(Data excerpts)
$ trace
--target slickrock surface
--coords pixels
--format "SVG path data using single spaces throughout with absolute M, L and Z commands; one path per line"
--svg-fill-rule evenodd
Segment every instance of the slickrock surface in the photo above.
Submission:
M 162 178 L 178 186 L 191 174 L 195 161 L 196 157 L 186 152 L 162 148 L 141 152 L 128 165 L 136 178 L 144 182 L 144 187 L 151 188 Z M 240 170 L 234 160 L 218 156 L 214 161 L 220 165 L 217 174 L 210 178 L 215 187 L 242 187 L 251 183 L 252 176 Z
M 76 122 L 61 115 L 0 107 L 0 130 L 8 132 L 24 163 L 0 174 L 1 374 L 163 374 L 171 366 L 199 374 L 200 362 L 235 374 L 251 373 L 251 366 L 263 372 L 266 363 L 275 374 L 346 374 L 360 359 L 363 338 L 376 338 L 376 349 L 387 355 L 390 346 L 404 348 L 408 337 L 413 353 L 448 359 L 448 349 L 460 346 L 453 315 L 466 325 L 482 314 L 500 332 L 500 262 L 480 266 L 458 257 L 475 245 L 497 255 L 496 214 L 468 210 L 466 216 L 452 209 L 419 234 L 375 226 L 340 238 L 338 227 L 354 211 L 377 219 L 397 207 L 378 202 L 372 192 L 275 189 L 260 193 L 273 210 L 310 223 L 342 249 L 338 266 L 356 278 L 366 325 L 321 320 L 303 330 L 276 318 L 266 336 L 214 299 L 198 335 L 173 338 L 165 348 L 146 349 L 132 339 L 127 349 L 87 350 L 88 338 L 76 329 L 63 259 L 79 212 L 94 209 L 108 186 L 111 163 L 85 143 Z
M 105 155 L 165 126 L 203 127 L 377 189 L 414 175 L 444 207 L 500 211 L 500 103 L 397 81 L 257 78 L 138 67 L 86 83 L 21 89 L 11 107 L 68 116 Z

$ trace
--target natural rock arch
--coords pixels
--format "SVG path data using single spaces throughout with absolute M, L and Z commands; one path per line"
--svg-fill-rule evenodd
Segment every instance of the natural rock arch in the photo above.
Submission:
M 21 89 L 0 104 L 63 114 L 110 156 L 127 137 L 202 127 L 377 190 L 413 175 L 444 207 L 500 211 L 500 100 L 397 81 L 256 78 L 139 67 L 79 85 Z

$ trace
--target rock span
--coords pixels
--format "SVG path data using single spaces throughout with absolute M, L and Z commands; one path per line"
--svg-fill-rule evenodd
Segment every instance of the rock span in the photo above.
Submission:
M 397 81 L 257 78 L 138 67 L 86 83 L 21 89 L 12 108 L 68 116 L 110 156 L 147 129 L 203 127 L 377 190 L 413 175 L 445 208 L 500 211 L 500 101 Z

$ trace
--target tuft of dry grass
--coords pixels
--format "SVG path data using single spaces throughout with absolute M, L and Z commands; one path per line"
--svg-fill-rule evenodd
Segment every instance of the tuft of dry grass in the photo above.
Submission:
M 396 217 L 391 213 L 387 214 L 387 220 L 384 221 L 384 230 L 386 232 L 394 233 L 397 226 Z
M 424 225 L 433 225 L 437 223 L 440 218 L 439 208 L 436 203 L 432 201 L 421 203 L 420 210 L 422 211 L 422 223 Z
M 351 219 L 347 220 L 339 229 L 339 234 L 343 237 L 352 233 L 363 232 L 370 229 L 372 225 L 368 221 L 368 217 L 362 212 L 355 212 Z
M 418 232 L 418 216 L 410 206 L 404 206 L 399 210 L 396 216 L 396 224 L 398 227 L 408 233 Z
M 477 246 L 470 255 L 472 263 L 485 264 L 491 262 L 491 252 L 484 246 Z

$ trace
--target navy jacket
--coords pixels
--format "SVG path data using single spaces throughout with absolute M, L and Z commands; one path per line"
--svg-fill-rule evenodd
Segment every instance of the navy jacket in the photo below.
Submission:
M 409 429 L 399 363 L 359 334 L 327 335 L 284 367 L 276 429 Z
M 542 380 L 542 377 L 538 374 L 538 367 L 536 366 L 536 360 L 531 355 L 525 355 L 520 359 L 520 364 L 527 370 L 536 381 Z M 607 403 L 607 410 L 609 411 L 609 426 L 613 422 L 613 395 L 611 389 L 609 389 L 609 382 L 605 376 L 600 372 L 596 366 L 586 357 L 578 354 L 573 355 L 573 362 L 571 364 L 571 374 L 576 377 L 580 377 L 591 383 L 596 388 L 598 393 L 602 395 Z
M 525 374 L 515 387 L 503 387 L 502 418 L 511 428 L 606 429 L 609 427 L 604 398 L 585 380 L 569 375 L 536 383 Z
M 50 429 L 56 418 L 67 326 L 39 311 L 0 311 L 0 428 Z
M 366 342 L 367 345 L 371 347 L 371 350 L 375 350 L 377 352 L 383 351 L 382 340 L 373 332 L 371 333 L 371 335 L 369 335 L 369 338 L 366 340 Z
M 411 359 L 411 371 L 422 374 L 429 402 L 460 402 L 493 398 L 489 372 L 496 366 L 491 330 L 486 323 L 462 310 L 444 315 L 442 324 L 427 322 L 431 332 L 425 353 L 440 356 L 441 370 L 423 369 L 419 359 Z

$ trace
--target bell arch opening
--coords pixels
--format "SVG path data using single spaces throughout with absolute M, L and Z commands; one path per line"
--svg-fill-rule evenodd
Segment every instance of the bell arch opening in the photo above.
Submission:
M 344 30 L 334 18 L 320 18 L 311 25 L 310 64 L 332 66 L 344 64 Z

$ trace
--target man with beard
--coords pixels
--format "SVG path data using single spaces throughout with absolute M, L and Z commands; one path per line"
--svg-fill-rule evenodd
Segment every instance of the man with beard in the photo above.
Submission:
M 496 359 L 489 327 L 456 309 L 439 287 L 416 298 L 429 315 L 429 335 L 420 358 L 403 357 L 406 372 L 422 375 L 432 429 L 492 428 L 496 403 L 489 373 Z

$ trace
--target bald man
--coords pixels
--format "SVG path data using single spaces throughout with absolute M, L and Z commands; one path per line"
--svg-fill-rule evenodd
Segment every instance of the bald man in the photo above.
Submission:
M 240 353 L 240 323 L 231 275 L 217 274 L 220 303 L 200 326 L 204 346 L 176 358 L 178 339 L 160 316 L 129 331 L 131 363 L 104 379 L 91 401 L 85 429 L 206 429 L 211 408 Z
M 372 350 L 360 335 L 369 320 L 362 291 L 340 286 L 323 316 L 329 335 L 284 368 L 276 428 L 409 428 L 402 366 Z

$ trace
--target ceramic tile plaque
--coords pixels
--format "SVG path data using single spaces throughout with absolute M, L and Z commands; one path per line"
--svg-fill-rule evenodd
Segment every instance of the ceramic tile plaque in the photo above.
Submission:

What this task involves: The response must consist of the lines above, from the first one through the line containing "Segment every instance of the slickrock", reproduced exactly.

Task solution:
$ trace
--target slickrock surface
--coords pixels
--format "SVG path data using single spaces throughout with absolute M, L and Z commands; one path per line"
--svg-fill-rule evenodd
Segment every instance of the slickrock surface in the photo above.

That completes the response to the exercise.